**Required action**
Reproduce exactly the lines of the material beneath, from the line that contains "Target: fingers" to the line that contains "rod grip, each", both included, and no other lines.

**Provided material**

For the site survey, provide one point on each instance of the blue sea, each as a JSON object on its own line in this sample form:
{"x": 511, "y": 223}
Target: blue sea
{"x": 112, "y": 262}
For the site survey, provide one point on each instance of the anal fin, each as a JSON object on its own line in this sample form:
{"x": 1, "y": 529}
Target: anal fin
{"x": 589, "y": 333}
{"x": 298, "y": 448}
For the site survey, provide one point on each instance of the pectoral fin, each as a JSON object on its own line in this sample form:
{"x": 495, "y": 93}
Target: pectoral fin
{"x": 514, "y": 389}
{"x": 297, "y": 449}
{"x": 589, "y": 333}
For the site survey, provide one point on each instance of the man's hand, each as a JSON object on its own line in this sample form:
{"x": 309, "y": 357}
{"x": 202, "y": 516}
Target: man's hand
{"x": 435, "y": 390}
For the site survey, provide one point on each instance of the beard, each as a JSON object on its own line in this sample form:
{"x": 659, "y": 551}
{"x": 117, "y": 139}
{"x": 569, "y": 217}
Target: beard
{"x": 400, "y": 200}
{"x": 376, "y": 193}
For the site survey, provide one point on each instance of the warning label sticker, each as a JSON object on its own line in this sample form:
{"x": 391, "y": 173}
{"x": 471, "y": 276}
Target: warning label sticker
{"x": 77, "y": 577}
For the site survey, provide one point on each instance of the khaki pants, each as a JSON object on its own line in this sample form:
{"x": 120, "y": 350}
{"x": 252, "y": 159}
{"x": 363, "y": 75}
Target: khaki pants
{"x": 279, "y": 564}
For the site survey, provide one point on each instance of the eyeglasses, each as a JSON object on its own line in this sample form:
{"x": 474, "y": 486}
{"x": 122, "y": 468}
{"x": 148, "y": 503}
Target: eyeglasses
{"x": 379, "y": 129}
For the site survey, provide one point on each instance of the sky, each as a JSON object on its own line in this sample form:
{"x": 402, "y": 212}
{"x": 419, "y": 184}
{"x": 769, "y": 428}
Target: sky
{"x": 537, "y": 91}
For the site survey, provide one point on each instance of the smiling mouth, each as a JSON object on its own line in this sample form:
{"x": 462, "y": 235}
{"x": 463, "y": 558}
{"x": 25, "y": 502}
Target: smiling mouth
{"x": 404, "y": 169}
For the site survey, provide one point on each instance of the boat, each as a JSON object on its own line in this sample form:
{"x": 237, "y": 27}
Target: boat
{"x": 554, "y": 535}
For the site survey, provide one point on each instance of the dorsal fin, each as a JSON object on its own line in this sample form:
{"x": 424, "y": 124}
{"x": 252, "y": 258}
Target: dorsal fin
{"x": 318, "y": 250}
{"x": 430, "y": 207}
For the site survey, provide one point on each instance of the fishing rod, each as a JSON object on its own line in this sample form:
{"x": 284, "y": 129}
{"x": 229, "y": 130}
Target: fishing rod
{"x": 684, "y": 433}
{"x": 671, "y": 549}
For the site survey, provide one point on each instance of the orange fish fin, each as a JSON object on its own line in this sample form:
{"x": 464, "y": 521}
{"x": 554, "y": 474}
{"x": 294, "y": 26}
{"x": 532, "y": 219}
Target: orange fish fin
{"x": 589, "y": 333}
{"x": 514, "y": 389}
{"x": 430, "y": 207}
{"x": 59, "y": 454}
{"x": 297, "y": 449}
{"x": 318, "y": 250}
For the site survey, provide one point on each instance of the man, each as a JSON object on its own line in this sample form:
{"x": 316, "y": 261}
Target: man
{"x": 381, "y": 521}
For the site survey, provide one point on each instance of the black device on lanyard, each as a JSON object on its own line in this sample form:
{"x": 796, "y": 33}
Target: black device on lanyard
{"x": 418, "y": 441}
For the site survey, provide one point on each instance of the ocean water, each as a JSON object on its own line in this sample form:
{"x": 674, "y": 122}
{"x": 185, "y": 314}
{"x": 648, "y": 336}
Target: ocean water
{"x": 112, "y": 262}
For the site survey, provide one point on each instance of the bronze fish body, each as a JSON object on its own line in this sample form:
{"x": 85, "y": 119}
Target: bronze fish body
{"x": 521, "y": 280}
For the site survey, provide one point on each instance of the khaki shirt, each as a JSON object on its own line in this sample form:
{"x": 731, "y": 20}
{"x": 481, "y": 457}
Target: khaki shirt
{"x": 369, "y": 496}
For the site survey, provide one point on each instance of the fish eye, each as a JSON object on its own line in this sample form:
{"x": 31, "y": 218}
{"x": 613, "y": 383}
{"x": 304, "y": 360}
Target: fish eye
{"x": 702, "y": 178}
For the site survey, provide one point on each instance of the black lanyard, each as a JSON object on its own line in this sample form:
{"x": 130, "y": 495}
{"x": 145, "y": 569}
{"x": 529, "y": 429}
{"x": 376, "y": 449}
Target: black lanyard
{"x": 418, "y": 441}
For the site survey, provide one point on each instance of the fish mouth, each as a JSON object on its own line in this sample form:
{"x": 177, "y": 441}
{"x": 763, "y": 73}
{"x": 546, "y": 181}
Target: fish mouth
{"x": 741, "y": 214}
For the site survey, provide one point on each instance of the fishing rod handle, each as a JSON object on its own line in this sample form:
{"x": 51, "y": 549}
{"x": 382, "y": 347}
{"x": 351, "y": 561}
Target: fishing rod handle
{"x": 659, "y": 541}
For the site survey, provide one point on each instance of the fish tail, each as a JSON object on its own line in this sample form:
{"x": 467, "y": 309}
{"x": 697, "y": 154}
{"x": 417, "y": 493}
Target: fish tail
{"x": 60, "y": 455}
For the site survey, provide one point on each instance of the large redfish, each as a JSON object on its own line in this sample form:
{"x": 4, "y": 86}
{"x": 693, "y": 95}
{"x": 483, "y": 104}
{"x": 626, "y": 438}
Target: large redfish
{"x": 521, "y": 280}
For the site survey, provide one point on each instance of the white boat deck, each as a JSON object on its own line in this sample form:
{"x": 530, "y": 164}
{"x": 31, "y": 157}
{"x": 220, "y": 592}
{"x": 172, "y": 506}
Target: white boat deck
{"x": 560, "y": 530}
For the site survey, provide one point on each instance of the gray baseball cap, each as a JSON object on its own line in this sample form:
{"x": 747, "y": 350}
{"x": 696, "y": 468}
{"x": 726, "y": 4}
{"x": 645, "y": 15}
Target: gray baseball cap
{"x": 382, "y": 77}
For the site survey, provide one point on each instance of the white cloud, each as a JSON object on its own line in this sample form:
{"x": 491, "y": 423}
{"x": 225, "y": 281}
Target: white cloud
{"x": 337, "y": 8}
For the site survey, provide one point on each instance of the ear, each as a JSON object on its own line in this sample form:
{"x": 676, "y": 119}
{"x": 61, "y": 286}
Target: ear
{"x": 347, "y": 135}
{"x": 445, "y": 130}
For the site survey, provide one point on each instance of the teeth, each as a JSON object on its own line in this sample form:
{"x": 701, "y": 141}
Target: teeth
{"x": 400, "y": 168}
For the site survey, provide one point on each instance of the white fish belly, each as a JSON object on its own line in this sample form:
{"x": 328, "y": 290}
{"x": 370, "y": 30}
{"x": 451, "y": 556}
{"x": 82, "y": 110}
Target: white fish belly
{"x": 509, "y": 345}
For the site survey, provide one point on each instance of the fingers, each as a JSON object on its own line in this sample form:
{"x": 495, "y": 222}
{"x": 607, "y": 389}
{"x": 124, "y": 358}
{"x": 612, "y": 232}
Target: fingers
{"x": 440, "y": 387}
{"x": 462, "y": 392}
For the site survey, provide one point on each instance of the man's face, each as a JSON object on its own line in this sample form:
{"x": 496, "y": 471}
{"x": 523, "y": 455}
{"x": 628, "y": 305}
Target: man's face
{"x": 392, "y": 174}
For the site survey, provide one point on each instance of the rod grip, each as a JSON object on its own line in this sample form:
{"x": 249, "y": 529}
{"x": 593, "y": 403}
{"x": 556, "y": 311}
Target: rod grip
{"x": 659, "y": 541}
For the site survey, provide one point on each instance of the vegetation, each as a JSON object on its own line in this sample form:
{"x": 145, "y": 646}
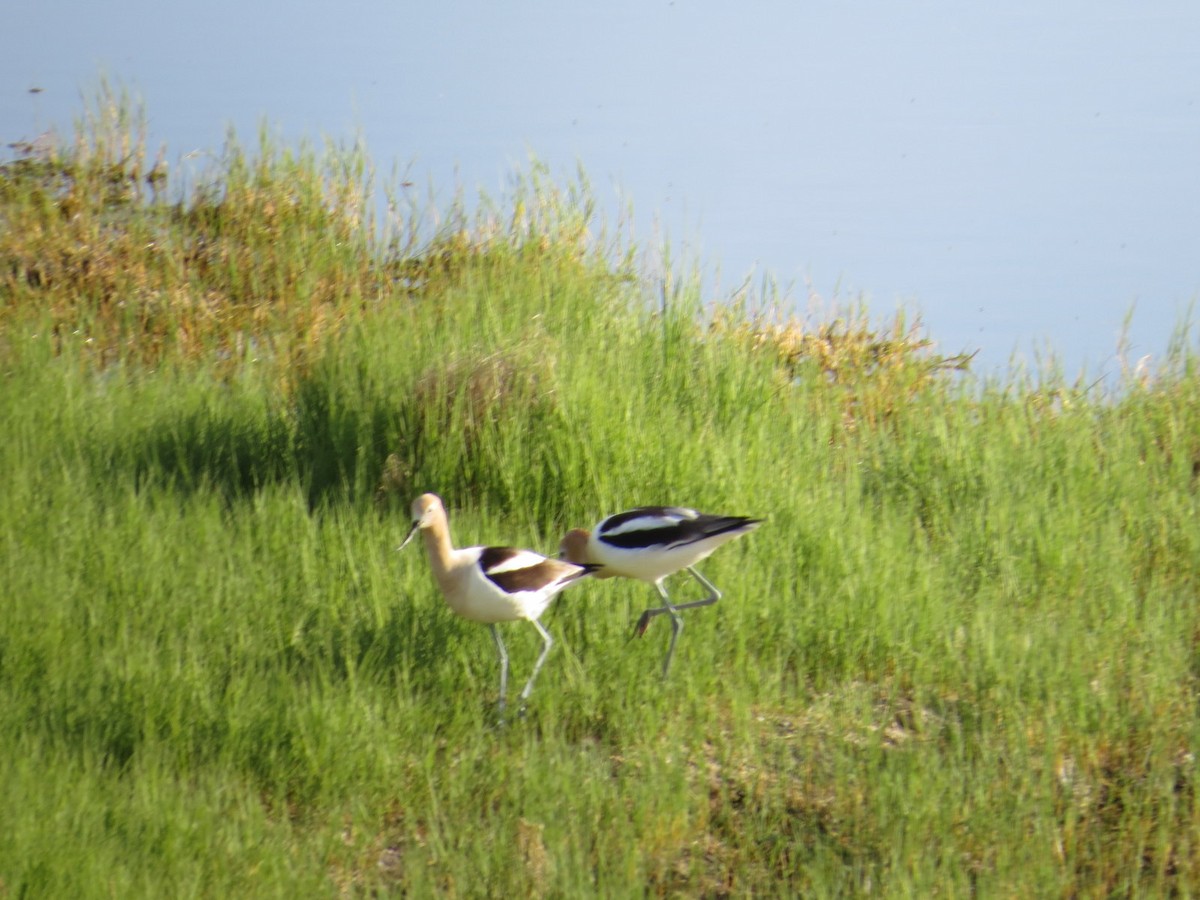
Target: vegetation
{"x": 961, "y": 655}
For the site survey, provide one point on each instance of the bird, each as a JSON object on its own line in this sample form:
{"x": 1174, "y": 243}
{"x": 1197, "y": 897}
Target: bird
{"x": 649, "y": 544}
{"x": 492, "y": 585}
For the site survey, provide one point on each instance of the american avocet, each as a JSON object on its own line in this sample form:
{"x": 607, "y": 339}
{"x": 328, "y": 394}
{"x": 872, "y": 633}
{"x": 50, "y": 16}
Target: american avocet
{"x": 492, "y": 585}
{"x": 649, "y": 544}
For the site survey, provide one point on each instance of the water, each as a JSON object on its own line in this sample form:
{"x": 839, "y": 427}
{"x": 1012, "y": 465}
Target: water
{"x": 1021, "y": 177}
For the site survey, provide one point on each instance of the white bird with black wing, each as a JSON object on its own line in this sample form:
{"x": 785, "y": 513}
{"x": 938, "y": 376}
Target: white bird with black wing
{"x": 649, "y": 544}
{"x": 492, "y": 585}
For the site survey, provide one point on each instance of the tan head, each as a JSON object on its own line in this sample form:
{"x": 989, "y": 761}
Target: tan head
{"x": 427, "y": 513}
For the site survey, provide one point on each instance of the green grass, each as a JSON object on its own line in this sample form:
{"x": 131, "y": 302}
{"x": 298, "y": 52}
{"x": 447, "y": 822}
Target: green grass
{"x": 960, "y": 657}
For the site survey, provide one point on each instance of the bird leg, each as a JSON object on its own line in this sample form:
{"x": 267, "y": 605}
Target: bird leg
{"x": 504, "y": 665}
{"x": 547, "y": 642}
{"x": 713, "y": 597}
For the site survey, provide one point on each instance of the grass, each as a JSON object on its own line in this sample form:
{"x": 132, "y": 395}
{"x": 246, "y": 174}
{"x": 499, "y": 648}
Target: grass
{"x": 960, "y": 658}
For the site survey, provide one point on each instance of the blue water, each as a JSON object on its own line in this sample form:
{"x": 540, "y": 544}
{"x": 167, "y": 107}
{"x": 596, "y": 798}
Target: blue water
{"x": 1021, "y": 175}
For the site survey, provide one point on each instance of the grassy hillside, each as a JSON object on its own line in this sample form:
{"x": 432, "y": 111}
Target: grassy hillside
{"x": 960, "y": 657}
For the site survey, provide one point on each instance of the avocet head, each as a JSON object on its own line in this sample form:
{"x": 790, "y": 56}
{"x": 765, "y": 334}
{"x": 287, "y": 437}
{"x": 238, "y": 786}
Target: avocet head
{"x": 426, "y": 509}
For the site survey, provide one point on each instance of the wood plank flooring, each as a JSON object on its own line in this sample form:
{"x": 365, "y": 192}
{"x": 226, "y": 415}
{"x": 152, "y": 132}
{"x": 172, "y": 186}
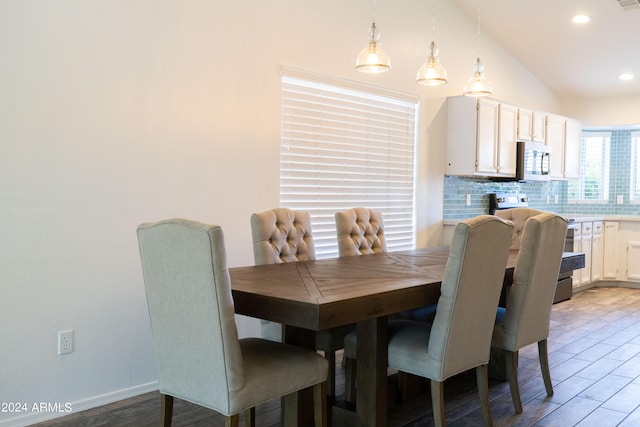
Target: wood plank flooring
{"x": 594, "y": 350}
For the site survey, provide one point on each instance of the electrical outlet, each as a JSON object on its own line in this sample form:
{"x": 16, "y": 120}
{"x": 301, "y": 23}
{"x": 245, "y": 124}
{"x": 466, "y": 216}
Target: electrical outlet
{"x": 65, "y": 342}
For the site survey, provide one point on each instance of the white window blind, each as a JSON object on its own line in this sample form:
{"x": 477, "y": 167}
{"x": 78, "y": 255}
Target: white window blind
{"x": 635, "y": 166}
{"x": 593, "y": 184}
{"x": 347, "y": 145}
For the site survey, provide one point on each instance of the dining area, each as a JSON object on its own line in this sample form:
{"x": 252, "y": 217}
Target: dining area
{"x": 371, "y": 300}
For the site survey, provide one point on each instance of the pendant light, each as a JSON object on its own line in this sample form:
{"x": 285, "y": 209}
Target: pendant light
{"x": 373, "y": 58}
{"x": 478, "y": 85}
{"x": 432, "y": 73}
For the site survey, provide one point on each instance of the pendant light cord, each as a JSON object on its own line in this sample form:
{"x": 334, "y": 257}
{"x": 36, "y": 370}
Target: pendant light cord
{"x": 478, "y": 36}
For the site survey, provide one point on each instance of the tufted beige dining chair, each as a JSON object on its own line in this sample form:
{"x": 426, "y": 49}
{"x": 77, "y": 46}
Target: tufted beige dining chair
{"x": 525, "y": 320}
{"x": 518, "y": 216}
{"x": 360, "y": 231}
{"x": 460, "y": 337}
{"x": 284, "y": 235}
{"x": 199, "y": 355}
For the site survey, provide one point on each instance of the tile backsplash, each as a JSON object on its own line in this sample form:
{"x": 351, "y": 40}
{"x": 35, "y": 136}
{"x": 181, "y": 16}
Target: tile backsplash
{"x": 542, "y": 195}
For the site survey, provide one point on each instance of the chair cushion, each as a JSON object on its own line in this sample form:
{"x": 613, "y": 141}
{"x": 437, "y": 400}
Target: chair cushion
{"x": 518, "y": 216}
{"x": 272, "y": 370}
{"x": 282, "y": 235}
{"x": 360, "y": 231}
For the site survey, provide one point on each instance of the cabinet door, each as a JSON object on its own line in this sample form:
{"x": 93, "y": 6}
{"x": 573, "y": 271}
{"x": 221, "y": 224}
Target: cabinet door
{"x": 596, "y": 258}
{"x": 609, "y": 253}
{"x": 572, "y": 142}
{"x": 633, "y": 260}
{"x": 487, "y": 137}
{"x": 538, "y": 130}
{"x": 507, "y": 123}
{"x": 525, "y": 119}
{"x": 555, "y": 141}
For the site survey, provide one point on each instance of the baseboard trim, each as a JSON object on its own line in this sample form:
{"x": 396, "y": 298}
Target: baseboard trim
{"x": 79, "y": 406}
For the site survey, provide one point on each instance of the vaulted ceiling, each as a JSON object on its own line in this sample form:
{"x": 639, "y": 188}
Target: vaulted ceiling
{"x": 579, "y": 61}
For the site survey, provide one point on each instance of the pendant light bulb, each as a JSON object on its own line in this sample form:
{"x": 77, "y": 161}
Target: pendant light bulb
{"x": 432, "y": 73}
{"x": 373, "y": 58}
{"x": 477, "y": 85}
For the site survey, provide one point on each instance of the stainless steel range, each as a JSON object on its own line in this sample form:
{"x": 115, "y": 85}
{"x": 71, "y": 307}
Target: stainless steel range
{"x": 501, "y": 201}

**Expected output**
Target: fingers
{"x": 440, "y": 387}
{"x": 462, "y": 392}
For the site survey, provide one point on each instance of the man's face, each as a JSON object on its own line in this sample form:
{"x": 496, "y": 471}
{"x": 523, "y": 455}
{"x": 628, "y": 305}
Target: man's face
{"x": 392, "y": 174}
For the site survey, provide one point on each instance of the rod grip, each as a JSON object on its own line in this sample form:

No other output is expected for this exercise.